§ **What the exercise asks**:
The lines to copy from the data below are those that hold the string "check".

Natural language region descriptions:
------
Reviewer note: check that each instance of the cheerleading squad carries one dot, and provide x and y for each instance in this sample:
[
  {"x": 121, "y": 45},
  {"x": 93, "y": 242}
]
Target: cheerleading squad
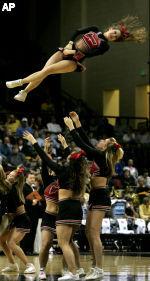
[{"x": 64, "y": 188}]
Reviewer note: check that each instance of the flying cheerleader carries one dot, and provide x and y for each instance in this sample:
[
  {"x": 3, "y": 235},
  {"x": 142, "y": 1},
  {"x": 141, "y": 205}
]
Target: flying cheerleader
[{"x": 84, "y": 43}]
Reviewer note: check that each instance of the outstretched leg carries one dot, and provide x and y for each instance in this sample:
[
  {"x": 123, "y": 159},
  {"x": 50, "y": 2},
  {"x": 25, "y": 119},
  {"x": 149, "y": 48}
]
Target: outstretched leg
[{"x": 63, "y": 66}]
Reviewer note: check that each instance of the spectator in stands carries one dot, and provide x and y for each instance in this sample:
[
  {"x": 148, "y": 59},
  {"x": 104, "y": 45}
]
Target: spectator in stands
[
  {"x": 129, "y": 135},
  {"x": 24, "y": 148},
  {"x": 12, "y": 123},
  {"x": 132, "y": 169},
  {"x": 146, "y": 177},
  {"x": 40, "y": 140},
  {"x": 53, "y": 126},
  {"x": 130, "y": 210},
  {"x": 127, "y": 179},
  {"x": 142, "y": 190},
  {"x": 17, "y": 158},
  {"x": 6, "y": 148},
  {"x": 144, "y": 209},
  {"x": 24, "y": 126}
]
------
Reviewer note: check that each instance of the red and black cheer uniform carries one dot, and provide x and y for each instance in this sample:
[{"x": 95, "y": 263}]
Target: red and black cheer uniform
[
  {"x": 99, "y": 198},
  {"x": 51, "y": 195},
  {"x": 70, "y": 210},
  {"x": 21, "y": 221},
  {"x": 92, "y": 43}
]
------
§ **Finished task**:
Reviewer note: check that each instance of the cheerleading squad carries one dot, and provide x and y for each instance in this sample:
Reviewer note: check that each instance of the flying cheerleader carries one dot, and provide x and y for each instance in this sample:
Reviewer note: check that each instance of the outstretched leg carries one dot, and provide x and y for each instance in this sample:
Reviewer note: check that each instance of the spectator in stands carries one dot, and provide x and y for each instance in this sample:
Reviewer note: check that each instance of the red and black cheer uniform carries one dot, and provide x and y for each instance in this sample:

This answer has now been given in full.